--- BEGIN Data shown ---

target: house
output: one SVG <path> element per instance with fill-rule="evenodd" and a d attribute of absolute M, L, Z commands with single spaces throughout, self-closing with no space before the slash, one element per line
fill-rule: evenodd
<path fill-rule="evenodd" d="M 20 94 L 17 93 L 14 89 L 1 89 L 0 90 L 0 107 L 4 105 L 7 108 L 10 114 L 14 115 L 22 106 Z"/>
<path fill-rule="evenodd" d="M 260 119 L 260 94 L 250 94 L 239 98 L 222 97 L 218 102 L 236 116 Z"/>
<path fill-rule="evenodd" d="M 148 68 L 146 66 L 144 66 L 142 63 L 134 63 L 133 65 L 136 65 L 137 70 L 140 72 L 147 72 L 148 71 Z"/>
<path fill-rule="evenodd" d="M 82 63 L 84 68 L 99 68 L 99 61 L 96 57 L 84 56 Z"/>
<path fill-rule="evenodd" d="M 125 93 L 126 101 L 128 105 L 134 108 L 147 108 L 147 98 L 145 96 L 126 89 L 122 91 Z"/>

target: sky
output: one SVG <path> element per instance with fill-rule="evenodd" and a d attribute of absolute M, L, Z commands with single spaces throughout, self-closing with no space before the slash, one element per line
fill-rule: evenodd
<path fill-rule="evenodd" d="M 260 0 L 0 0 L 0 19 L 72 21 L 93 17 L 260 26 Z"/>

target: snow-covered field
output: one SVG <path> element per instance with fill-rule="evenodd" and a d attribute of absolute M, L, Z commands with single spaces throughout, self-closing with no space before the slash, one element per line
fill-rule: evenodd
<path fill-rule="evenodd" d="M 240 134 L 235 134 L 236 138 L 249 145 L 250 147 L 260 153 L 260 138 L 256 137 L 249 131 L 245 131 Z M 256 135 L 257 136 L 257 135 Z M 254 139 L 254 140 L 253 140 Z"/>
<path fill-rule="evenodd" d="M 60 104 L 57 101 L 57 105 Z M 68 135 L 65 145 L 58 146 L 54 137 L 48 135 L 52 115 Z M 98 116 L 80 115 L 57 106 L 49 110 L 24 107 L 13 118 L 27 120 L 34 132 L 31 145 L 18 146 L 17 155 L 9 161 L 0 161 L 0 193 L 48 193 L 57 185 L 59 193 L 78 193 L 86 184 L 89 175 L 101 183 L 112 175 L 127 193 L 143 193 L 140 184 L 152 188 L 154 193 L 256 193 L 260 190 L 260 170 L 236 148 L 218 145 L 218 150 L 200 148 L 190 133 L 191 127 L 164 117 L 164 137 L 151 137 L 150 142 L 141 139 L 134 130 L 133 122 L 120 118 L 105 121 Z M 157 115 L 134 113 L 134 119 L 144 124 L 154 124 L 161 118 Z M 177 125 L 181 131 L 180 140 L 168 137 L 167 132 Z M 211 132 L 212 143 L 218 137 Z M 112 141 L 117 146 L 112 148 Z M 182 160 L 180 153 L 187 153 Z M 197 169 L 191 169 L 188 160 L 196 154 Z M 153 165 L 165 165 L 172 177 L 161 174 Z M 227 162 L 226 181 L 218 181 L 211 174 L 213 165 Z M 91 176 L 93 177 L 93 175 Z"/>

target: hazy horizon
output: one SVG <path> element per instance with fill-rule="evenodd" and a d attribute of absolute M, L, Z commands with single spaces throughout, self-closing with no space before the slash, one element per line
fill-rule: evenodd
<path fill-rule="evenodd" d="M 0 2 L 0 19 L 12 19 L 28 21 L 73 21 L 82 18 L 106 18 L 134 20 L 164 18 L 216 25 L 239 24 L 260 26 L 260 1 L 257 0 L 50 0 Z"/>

--- END Data shown ---

- **Aim of the task**:
Copy everything from the line containing "target: sky" down to the line containing "93 17 L 260", adding 41 to each coordinate in the path outlines and leaving all other text unchanged.

- **Written answer**:
target: sky
output: one SVG <path> element per instance with fill-rule="evenodd" and a d attribute of absolute M, L, Z commands with single spaces throughout, self-closing with no space before the slash, one element per line
fill-rule: evenodd
<path fill-rule="evenodd" d="M 301 41 L 41 41 L 41 60 L 113 62 L 134 58 L 301 67 Z"/>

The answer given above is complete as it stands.